- What to produce
Turn every line of the records below into a JSON list of strings, with one string per line and blank lines left out.

[Location identification records]

******

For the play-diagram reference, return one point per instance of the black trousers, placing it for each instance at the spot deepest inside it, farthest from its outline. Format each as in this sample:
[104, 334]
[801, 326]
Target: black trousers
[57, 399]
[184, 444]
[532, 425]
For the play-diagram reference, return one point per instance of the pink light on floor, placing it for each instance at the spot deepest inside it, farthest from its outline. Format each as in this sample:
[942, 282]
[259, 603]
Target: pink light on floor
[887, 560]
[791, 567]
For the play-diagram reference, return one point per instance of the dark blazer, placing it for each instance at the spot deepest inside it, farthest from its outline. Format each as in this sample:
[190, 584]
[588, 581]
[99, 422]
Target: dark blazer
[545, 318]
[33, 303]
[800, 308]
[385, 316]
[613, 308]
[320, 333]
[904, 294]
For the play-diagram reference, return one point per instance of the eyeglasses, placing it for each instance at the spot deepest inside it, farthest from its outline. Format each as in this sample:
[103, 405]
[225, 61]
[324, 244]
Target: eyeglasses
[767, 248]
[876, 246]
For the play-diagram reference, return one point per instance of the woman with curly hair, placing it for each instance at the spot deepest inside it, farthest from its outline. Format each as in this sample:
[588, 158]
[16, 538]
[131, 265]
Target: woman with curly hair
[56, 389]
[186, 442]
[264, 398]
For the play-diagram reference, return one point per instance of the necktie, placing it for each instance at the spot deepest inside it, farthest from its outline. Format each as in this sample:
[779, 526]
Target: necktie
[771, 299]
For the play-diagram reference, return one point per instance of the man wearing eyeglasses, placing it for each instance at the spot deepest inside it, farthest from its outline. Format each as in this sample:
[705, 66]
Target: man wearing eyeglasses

******

- Reply
[
  "For the play-diagram reference, return one point per instance of the black trousers, placing it for each instance at the spot deepest inside it, farthest from its outline. Format each as in this sample:",
  "[104, 334]",
  "[801, 326]",
  "Target: black trousers",
  "[57, 399]",
  "[184, 444]",
  "[532, 425]",
  "For the play-diagram reference, return one point per instance of the pink light on floor, placing it for each instance at the spot deepest inside it, farthest from its outline. Format each as in this sample:",
  "[942, 282]",
  "[259, 603]",
  "Target: pink light on floor",
  "[887, 560]",
  "[791, 567]",
  "For the play-diagram reference, return one point per instance of the dark blazer, placing it for each instance at the spot deepest inside it, farthest from its outline. Format each as in this sample:",
  "[190, 584]",
  "[588, 581]",
  "[99, 422]",
  "Target: dark blazer",
  "[545, 318]",
  "[33, 303]",
  "[800, 308]",
  "[385, 316]",
  "[613, 308]",
  "[320, 333]",
  "[904, 294]",
  "For the play-diagram reference, return one point per instance of the eyeglasses, placing it for each instance at the spot deepest inside it, farthest from its outline. Format each as in this sample:",
  "[103, 405]",
  "[225, 61]",
  "[324, 244]",
  "Target: eyeglasses",
  "[767, 248]",
  "[876, 246]",
  "For the play-diagram reference, return one point per instance of the woman with curly hair, placing it for each instance at the spot deepest inside it, farthest from its outline. Format each as in this sample:",
  "[588, 158]",
  "[16, 538]",
  "[131, 265]",
  "Target: woman with curly hair",
  "[56, 389]",
  "[186, 442]",
  "[264, 398]",
  "For the play-diagram reference, return one point per instance of the necktie, placing it for each instance at the spot deepest inside it, farthest from its outline. Format each as in this sample:",
  "[779, 526]",
  "Target: necktie",
  "[771, 299]",
  "For the play-diagram reference, return one point per instance of the man wearing eyeglasses, placing it for each instance at the spot deepest inside it, farthest from its outline. Format each as in this sample:",
  "[705, 66]",
  "Target: man wearing eyeglasses"
]